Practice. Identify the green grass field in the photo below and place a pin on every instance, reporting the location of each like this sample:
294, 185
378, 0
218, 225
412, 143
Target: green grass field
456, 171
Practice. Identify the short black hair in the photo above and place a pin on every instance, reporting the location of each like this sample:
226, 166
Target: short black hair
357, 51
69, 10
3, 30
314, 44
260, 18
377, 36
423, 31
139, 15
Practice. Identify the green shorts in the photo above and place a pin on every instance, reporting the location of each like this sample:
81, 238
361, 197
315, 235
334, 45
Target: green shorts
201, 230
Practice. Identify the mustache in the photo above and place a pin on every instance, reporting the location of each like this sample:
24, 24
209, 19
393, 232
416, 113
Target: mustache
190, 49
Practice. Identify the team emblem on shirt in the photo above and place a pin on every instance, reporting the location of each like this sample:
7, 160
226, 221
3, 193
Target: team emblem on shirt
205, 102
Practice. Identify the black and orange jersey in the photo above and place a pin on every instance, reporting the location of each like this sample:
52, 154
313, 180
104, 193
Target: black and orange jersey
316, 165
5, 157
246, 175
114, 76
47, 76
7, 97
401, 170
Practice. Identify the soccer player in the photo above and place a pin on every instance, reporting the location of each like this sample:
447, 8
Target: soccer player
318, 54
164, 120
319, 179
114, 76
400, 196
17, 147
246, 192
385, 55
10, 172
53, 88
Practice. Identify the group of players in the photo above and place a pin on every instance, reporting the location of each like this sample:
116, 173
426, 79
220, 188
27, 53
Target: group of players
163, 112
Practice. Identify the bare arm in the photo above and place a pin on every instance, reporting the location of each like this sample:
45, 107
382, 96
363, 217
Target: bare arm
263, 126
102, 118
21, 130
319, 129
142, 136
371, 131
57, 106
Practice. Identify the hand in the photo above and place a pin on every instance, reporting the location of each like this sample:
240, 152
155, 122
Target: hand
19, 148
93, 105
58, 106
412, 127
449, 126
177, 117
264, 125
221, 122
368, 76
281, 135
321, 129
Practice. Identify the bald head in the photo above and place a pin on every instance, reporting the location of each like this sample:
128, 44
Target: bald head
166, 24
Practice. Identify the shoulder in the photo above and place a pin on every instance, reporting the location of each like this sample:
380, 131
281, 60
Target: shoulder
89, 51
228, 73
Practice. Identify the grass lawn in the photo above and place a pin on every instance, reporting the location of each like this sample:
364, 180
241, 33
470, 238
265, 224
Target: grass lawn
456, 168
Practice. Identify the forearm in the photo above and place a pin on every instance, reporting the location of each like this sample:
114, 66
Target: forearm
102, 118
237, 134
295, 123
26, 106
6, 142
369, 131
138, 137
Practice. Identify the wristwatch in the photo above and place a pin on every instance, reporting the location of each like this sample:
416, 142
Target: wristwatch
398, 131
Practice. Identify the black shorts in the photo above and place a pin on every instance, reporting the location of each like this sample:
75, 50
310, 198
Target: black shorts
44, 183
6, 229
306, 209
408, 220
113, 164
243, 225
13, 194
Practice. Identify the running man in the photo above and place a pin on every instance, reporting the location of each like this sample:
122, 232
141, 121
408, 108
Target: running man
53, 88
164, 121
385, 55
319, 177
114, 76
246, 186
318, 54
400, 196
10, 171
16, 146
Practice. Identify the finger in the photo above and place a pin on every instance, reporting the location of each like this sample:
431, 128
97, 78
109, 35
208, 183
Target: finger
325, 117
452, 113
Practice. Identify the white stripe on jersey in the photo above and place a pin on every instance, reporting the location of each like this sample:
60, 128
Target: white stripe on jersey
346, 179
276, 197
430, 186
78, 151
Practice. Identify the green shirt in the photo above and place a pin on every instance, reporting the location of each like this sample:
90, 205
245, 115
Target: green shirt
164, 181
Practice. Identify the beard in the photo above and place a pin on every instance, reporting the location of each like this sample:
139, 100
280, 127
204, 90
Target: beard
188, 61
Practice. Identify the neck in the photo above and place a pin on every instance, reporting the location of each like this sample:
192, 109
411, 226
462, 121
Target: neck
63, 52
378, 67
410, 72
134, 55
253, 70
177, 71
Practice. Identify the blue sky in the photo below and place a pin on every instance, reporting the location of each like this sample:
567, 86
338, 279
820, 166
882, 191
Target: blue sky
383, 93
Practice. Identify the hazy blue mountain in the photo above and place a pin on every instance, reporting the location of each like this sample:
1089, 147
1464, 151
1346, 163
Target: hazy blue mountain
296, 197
-=-=-
▶ Action item
Top to bottom, set down the whole listing exactly.

▶ Output below
Practice. Identify the green grass field in the photo below and place a pin on every instance, reporting the location of each like this sample:
294, 185
378, 0
218, 225
412, 143
Target: green grass field
456, 171
Practice. Identify the short black hair in the photo above and place a pin on every instance, reporting the location of each like this sample:
226, 166
Target: short black hair
357, 51
69, 10
3, 30
314, 44
260, 18
377, 36
423, 31
139, 15
Practice. Identify the green shorts in the photo above and place a pin on every instance, reporting the location of each like this sample:
81, 238
361, 197
315, 235
334, 45
Target: green shorts
201, 230
Practice. Identify the mustache in the photo above and place a pin on every instance, reporting the location of each like this sample:
24, 24
209, 19
393, 232
416, 113
Target: mustache
190, 49
Practice. Identify the team emblem on shirt in the photo above and place a pin on every instance, reporting the location of each like this sample:
7, 160
226, 221
3, 193
Target: team emblem on shirt
205, 102
Practice. Identify the black and orange jersey in the photo above and place a pin on every instance, reporting the location of each like this sample:
52, 154
313, 180
104, 193
Target: black and orange jersey
316, 165
5, 157
246, 175
114, 76
47, 76
7, 97
401, 170
Practice. Identify the soccer player in the photo above and place a pin on every instance, reporting the location of each like this sample:
447, 8
Target: soccer player
318, 54
164, 120
319, 179
114, 76
400, 196
17, 147
246, 192
385, 55
10, 172
53, 88
Practice. Identify the group of players in the photo above and place a pin on every instance, reporting the location of each like this sample:
116, 173
426, 79
220, 188
27, 53
Target: group of players
163, 112
Practice. Identify the bare arm in the photo above and place a pin on every instance, reporting the location of each like this sample:
45, 107
382, 96
363, 217
Target: bare arm
263, 126
102, 118
21, 130
319, 129
142, 136
371, 131
57, 106
Practice. Identify the hand in the photo above and place a pin on every instance, reporting the location of each like this sample:
240, 152
155, 122
Target: hand
19, 148
93, 105
58, 106
412, 127
449, 126
177, 117
264, 125
221, 122
368, 76
281, 135
321, 129
Practice. Identify the bald head in the photo above and place a pin on every instance, reporting the location of each like this sample:
128, 44
Target: bald head
166, 24
Practice. Identify the shoulder in the photo above and place a pin on every instance, reporting the location of each like this sample:
380, 131
281, 60
Target: shoulder
89, 51
228, 73
Practice. Identify the grass lawn in the photo above and place a pin on every instance, reporting the location of each like this sample:
364, 180
241, 33
470, 238
265, 224
Target: grass lawn
456, 168
Practice. Identify the forearm in the photo above and place a pin on every instance, reporting the location of each like this sample:
114, 66
Target: forearm
102, 118
237, 134
295, 123
26, 106
6, 142
369, 131
138, 137
Practice. Identify the wristwatch in the photo above and place a pin on every instance, reporting the location of each like this sample:
416, 142
Target: wristwatch
398, 131
Practice. Identify the black shorts in the photo above and place a pin on every instance, reporting the location of each like this sample:
75, 50
310, 198
Target: black shorts
44, 183
6, 229
306, 209
408, 220
113, 164
243, 225
13, 194
Practice. Identify the running man in the photo above and place a pin on every instance, reporting the location of each like this sample:
122, 232
141, 121
408, 108
Target: running man
53, 88
164, 121
385, 55
319, 177
114, 76
246, 186
318, 54
400, 196
10, 171
16, 146
Practice. Identify the finger in the photo above and place a pin on every instance, reporting the location of each like this sample:
431, 128
97, 78
109, 35
208, 183
Target: finger
325, 117
452, 113
Practice. Identify the white stripe on jersey in the photo above and place a pin on every instance, reporting the location of each like this sample:
60, 128
Target: white stripe on jersey
346, 179
276, 197
430, 186
78, 151
Practice. Identify the green shirt in the photo above and place a pin on every instance, reporting the location of each like this sample:
90, 205
245, 115
Target: green shirt
164, 181
Practice. Identify the beard in the photo above and place a pin on every instance, reporting the location of each like this sample:
139, 100
280, 127
204, 90
Target: beard
188, 61
Practice. Identify the neck in the photo above and place a pin on every instance, reporting the location of each like this sample:
192, 109
411, 226
462, 121
Target: neck
63, 52
378, 67
410, 72
134, 55
253, 70
177, 71
Practice. Identify the blue sky in the photo below and place a pin on every instance, reporting the location of each like this sample:
567, 86
338, 279
820, 166
882, 191
Target: blue sky
383, 93
Practice. Identify the hazy blue mountain in the photo above and place a pin on every instance, reporting the location of each like this sample:
1089, 147
1464, 151
1346, 163
Target: hazy blue mountain
296, 197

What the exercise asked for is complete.